*PASSAGE PROVIDED*.
=== Begin Enclosure ===

A new initiative to expand injectable contraceptive use to 69 of the world’s poorest countries could provide a model for future global health partnership and innovation, global health experts argue.
U.S. pharmaceutical giant Pfizer took its widely used injectable contraceptive Depo-Provera and repackaged it for the developing world, while other organizations across the public and private sectors provided funding, medical training and transportation to ensure access to rural areas. The consortium combines the resources of the Bill & Melinda Gates Foundation, the U.S. Agency for International Development, UNFPA, PATH and the Children’s Investment Fund Foundation, among others.
“In my memory I don’t think we have introduced any other contraceptive in the way we have introduced this one with such a broad partnership,” Jagdish Upadhay, a commodity security branch chief at UNFPA, told Devex.
The injection is already available in Burkina Faso, Uganda, Senegal and Niger. Each dose, administered by a health worker, costs $1 and is subsidized by the consortium. The expansion aims to work with governments to eventually integrate the drug into the local market for women to purchase and inject themselves.
“Public-private initiatives in R&D have been not only a good way to work together, but it’s indispensable given the various needs and market dynamics of the poorest places in the world,” Ariel Pablos-Mendez, USAID’s assistant administrator for global health, told Devex.
Injectable birth control is a widely used family planning method among women in developing countries, where the mortality rate for maternal illnesses and complications can be as high as one in 15.

=== End Enclosure ===

*DATASET*.
=== Begin Enclosure ===

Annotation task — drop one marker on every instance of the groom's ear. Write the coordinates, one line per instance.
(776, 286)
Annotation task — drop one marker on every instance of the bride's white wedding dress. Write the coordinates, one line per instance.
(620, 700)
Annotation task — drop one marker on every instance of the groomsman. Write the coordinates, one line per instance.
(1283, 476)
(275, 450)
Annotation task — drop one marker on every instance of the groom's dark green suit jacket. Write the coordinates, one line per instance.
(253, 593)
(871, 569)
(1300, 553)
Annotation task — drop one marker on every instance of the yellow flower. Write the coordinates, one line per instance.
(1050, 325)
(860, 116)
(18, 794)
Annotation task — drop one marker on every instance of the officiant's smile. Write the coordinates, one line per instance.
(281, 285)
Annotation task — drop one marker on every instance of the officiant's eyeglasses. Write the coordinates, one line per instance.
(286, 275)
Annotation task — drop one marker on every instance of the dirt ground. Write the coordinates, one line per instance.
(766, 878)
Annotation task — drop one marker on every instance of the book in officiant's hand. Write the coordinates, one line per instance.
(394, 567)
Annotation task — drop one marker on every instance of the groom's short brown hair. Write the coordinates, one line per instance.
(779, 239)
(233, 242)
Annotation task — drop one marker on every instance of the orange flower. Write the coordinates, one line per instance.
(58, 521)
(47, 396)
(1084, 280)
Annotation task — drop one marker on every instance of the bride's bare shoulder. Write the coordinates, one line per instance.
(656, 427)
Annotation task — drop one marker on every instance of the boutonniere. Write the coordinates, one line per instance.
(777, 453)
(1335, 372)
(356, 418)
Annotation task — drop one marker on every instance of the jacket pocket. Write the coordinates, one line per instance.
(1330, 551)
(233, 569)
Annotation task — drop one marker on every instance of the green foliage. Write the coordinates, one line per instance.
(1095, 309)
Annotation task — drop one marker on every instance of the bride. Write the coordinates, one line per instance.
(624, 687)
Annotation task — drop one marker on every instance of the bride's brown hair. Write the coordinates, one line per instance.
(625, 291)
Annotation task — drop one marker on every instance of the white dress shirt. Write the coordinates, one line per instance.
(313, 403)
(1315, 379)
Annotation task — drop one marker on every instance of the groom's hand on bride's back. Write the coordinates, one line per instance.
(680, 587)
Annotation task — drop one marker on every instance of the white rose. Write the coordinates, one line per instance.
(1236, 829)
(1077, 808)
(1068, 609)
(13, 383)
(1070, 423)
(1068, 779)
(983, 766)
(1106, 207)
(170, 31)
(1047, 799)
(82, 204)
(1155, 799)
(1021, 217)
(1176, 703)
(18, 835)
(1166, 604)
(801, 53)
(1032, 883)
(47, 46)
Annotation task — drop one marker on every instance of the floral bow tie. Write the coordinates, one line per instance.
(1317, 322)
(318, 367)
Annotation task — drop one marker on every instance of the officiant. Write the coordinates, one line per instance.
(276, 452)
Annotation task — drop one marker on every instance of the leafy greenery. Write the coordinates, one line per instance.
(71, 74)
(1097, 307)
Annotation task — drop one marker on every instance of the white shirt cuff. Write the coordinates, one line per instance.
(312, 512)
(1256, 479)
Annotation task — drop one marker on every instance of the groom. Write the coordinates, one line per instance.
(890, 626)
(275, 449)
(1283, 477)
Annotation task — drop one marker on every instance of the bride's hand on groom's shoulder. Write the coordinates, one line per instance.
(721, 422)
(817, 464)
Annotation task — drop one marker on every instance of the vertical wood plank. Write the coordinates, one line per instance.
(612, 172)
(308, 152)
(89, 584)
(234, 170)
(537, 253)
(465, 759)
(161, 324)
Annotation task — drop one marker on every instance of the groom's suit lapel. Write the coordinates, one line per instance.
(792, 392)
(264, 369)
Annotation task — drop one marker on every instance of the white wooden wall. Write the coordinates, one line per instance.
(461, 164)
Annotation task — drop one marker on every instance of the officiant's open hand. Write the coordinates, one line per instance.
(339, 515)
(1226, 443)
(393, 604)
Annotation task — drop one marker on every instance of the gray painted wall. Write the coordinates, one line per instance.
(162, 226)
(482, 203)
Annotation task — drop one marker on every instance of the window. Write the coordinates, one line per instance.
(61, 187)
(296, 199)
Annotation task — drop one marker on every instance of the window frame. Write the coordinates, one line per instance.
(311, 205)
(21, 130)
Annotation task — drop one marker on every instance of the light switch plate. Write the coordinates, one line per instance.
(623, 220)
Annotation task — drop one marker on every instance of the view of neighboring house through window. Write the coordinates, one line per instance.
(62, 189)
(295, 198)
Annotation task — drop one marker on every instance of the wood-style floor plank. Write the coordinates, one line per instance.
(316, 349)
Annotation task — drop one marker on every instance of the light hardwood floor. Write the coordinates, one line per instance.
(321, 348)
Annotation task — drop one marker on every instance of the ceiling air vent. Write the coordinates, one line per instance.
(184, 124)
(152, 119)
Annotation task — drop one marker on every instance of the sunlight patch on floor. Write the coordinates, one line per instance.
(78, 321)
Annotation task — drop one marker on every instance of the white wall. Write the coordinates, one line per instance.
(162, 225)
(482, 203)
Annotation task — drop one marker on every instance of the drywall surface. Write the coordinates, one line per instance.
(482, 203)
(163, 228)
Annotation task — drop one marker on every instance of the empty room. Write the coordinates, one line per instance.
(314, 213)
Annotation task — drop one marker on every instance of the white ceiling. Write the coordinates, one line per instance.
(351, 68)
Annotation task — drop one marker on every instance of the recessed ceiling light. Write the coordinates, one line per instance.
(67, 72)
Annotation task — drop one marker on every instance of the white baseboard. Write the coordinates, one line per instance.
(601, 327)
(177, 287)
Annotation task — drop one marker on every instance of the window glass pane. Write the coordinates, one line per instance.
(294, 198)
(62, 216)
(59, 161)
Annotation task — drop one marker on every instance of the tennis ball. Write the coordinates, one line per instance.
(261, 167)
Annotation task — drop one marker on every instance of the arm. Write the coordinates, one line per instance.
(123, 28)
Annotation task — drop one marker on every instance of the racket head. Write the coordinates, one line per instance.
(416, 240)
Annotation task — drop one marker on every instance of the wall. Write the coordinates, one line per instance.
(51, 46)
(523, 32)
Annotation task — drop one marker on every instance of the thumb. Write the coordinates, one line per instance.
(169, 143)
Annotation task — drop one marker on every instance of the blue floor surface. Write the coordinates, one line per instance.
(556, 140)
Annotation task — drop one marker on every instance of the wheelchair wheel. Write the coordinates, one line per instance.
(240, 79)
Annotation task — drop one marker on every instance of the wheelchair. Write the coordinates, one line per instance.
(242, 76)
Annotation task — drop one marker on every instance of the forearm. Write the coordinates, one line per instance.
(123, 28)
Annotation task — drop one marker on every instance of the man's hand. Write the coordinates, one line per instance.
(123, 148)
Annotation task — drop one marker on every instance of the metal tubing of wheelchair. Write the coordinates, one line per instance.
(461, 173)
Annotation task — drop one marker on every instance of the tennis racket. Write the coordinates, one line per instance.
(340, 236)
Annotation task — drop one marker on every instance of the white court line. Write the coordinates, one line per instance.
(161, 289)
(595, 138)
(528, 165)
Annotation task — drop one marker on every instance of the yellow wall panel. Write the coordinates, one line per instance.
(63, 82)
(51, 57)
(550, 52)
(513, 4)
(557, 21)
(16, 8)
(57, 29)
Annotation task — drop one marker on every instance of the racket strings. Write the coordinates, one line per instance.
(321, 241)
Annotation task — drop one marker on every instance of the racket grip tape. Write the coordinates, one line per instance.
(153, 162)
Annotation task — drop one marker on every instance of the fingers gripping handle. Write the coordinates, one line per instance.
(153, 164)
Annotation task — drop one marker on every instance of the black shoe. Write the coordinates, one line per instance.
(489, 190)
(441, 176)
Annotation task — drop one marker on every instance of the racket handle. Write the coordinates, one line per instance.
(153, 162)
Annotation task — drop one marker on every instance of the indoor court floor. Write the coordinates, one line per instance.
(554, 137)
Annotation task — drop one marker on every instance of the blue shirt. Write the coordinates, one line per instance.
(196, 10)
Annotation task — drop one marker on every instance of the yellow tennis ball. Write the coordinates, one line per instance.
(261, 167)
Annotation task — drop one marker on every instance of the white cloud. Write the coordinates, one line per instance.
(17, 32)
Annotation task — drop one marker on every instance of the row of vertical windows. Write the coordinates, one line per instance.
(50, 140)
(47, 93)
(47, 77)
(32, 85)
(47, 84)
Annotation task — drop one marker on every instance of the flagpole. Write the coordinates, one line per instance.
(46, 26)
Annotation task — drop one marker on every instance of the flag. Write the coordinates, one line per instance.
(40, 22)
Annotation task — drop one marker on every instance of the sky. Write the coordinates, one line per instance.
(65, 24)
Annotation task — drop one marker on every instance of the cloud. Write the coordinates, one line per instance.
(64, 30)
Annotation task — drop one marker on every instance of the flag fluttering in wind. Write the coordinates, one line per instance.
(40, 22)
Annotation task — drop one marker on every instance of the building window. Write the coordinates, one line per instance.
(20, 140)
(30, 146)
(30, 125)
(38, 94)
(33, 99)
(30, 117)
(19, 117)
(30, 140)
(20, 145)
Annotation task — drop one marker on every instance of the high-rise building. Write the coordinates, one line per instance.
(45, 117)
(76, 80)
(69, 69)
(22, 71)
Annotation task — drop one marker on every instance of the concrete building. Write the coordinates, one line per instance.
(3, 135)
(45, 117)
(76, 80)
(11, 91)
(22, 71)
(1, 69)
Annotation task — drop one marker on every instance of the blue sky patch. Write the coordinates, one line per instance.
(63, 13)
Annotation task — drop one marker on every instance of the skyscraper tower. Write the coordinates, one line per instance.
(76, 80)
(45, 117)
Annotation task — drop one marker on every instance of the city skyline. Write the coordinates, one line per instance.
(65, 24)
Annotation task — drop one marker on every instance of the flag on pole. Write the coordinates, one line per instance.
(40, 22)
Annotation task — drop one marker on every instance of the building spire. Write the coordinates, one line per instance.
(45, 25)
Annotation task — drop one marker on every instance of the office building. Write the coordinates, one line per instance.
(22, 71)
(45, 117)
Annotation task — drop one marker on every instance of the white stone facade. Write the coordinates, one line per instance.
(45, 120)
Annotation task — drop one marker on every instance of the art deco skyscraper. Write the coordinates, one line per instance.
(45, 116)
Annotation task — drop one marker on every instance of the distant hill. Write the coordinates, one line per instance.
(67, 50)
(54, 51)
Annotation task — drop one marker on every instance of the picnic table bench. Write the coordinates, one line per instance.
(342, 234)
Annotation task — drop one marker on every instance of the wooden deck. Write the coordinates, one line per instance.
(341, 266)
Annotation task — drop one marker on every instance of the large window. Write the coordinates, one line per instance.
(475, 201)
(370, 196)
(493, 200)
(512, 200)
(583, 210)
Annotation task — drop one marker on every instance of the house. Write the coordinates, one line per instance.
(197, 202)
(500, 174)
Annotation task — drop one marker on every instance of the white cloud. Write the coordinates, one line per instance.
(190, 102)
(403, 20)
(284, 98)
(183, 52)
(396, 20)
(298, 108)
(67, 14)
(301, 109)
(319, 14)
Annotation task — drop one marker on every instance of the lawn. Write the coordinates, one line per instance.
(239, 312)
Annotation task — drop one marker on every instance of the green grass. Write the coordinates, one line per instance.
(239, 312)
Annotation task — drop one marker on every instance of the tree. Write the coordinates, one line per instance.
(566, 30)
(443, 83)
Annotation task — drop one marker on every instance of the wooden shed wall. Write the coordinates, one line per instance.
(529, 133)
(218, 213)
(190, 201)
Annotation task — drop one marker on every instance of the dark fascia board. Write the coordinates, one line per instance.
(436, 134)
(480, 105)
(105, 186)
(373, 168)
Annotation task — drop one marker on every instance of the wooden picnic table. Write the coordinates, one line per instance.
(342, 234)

=== End Enclosure ===

Please rewrite the part of the article that begins at "A new initiative" and stops after "Foundation, among others.", putting "DMPA" in place of "Depo-Provera". The data has nothing to do with the article on injectable contraceptives.

*RESPONSE TO THIS EXERCISE*.
A new initiative to expand injectable contraceptive use to 69 of the world’s poorest countries could provide a model for future global health partnership and innovation, global health experts argue.
U.S. pharmaceutical giant Pfizer took its widely used injectable contraceptive DMPA and repackaged it for the developing world, while other organizations across the public and private sectors provided funding, medical training and transportation to ensure access to rural areas. The consortium combines the resources of the Bill & Melinda Gates Foundation, the U.S. Agency for International Development, UNFPA, PATH and the Children’s Investment Fund Foundation, among others.